**What to do:** Print all entries word for word.

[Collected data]
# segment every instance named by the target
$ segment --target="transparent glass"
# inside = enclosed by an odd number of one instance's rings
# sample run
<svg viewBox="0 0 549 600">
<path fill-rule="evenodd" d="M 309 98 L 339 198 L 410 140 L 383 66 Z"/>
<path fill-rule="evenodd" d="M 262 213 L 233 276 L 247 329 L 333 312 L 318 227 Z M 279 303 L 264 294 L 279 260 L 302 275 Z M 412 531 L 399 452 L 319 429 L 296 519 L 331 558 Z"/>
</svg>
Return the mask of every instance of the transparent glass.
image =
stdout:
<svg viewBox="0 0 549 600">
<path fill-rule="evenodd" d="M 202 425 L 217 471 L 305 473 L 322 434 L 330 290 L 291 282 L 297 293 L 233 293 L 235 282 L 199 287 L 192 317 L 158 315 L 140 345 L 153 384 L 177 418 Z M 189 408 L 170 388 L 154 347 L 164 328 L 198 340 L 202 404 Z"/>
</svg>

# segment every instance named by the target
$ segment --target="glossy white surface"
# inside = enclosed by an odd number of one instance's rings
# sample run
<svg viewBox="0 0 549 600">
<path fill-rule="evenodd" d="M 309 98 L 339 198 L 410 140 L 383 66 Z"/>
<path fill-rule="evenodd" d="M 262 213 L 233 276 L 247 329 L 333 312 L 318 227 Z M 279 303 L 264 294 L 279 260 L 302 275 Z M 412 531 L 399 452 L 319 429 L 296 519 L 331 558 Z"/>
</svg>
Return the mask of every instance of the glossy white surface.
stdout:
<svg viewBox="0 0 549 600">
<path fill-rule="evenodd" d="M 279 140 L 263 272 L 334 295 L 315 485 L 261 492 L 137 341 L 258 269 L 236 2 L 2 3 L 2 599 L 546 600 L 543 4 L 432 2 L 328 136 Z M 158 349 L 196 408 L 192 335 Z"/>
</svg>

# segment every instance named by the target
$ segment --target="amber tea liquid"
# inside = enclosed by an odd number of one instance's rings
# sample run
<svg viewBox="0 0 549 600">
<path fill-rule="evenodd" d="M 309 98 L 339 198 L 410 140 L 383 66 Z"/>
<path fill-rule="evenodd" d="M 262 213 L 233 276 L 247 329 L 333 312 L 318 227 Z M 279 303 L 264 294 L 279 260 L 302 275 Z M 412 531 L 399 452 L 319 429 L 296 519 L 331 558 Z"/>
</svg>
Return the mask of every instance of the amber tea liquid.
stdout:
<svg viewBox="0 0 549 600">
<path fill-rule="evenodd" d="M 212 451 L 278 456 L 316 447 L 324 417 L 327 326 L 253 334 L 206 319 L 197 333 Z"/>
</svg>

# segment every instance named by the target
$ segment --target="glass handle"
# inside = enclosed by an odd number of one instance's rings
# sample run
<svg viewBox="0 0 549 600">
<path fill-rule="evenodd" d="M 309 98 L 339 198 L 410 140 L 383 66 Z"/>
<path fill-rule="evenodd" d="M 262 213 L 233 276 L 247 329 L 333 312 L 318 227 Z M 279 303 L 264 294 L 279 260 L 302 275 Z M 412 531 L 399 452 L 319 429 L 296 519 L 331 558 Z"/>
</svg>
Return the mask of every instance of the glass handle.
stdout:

**Task response:**
# segment every instance named by the target
$ segment --target="transparent glass"
# inside = enclosed by an odd number of one instance's rings
# sample run
<svg viewBox="0 0 549 600">
<path fill-rule="evenodd" d="M 309 98 L 339 198 L 410 140 L 383 66 Z"/>
<path fill-rule="evenodd" d="M 262 213 L 233 276 L 247 329 L 333 312 L 318 227 Z M 279 303 L 264 294 L 279 260 L 302 275 Z M 412 531 L 399 452 L 319 429 L 296 519 L 331 558 Z"/>
</svg>
Return the mask of every instance of the transparent glass.
image =
stdout:
<svg viewBox="0 0 549 600">
<path fill-rule="evenodd" d="M 202 425 L 217 471 L 305 473 L 322 434 L 330 290 L 291 282 L 297 293 L 233 293 L 235 282 L 199 287 L 192 317 L 158 315 L 140 345 L 153 384 L 177 418 Z M 189 408 L 170 388 L 154 347 L 164 328 L 198 340 L 202 404 Z"/>
</svg>

# segment every instance named by the target
$ segment --target="glossy white surface"
# inside = enclosed by an odd number of one instance's rings
# sample run
<svg viewBox="0 0 549 600">
<path fill-rule="evenodd" d="M 309 98 L 339 198 L 410 140 L 383 66 Z"/>
<path fill-rule="evenodd" d="M 262 213 L 233 276 L 247 329 L 333 312 L 318 227 Z M 279 303 L 264 294 L 279 260 L 302 275 Z M 412 531 L 399 452 L 319 429 L 296 519 L 331 558 Z"/>
</svg>
Return the mask of every instance of the glossy white surface.
stdout:
<svg viewBox="0 0 549 600">
<path fill-rule="evenodd" d="M 279 140 L 263 272 L 334 295 L 315 485 L 261 492 L 137 341 L 258 269 L 236 2 L 2 3 L 2 599 L 546 600 L 543 4 L 432 2 L 328 136 Z M 158 349 L 196 408 L 192 335 Z"/>
</svg>

# segment every instance named by the target
$ segment --target="amber tea liquid"
# inside = enclosed by an odd number of one instance's rings
# sample run
<svg viewBox="0 0 549 600">
<path fill-rule="evenodd" d="M 309 98 L 339 198 L 410 140 L 383 66 Z"/>
<path fill-rule="evenodd" d="M 262 213 L 233 276 L 247 329 L 333 312 L 318 227 Z M 279 303 L 264 294 L 279 260 L 302 275 Z M 412 531 L 399 452 L 319 429 L 296 519 L 331 558 Z"/>
</svg>
Return the mask of every instance of the amber tea liquid.
stdout:
<svg viewBox="0 0 549 600">
<path fill-rule="evenodd" d="M 212 451 L 278 456 L 316 447 L 324 417 L 327 326 L 253 334 L 206 319 L 197 333 Z"/>
</svg>

# segment every instance named by the target
$ segment --target="glass handle"
# inside = enclosed by an odd number of one instance's rings
# sample run
<svg viewBox="0 0 549 600">
<path fill-rule="evenodd" d="M 309 98 L 339 198 L 410 140 L 383 66 Z"/>
<path fill-rule="evenodd" d="M 262 213 L 233 276 L 247 329 L 333 312 L 318 227 Z M 279 303 L 264 294 L 279 260 L 302 275 Z M 412 531 L 399 452 L 319 429 L 296 519 L 331 558 Z"/>
</svg>
Return the mask of every instance of the glass handle.
stdout:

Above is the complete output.